---- Data shown

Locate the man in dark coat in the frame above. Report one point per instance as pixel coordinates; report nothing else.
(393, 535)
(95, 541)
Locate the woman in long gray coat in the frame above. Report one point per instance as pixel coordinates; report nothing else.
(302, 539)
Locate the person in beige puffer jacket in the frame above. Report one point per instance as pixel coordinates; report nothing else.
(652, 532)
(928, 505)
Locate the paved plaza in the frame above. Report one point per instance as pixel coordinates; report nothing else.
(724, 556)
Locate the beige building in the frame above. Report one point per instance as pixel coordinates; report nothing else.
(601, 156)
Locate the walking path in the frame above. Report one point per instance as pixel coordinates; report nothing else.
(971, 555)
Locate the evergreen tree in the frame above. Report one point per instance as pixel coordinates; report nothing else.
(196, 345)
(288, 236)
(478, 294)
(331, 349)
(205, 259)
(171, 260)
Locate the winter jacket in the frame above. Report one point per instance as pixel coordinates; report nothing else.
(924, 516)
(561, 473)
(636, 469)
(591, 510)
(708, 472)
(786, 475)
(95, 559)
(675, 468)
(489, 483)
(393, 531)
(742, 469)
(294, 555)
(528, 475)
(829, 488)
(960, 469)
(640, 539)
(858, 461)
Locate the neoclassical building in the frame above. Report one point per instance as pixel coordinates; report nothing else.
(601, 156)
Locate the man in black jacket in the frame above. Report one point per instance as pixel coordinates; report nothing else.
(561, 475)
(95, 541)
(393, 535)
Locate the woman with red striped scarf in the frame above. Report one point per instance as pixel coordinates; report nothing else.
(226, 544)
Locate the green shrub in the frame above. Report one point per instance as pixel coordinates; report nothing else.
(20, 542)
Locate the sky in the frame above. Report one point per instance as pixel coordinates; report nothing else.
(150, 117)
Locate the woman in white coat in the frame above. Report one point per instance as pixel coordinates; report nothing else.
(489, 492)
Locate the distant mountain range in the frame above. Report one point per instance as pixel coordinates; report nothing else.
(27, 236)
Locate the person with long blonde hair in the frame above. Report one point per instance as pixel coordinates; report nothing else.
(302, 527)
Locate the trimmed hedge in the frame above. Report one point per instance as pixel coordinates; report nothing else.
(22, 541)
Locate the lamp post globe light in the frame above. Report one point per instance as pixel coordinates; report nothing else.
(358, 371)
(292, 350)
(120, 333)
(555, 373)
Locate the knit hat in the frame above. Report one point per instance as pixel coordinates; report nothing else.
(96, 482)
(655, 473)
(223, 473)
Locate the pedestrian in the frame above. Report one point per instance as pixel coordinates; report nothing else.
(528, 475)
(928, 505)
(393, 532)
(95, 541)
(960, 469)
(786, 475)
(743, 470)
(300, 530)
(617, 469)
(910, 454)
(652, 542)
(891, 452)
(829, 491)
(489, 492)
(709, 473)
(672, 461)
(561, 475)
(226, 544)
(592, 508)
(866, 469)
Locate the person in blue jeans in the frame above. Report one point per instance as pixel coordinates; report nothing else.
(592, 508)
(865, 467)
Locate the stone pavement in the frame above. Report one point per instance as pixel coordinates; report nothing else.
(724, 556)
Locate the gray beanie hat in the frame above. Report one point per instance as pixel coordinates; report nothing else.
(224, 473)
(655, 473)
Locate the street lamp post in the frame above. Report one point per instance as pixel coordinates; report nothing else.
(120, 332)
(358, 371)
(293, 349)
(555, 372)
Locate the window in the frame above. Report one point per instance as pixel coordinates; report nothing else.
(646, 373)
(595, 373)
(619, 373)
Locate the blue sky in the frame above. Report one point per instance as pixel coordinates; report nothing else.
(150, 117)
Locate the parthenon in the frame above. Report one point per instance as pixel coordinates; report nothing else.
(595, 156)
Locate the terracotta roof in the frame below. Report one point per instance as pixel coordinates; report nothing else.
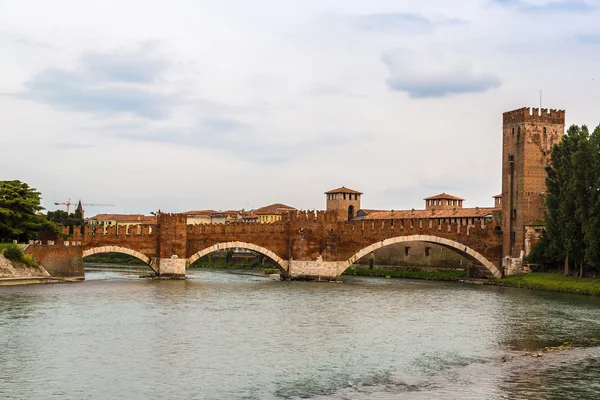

--------

Exercise description:
Collect every line of the material above that contains the word "post" and copy each one unchanged.

Final result:
Locate the lamp post globe light in the frame above. Report one point per instance as pixel coordinates; report nothing else.
Locate the street lamp post in the frame above. Report one point per instance as pixel coordinates; report nothing else.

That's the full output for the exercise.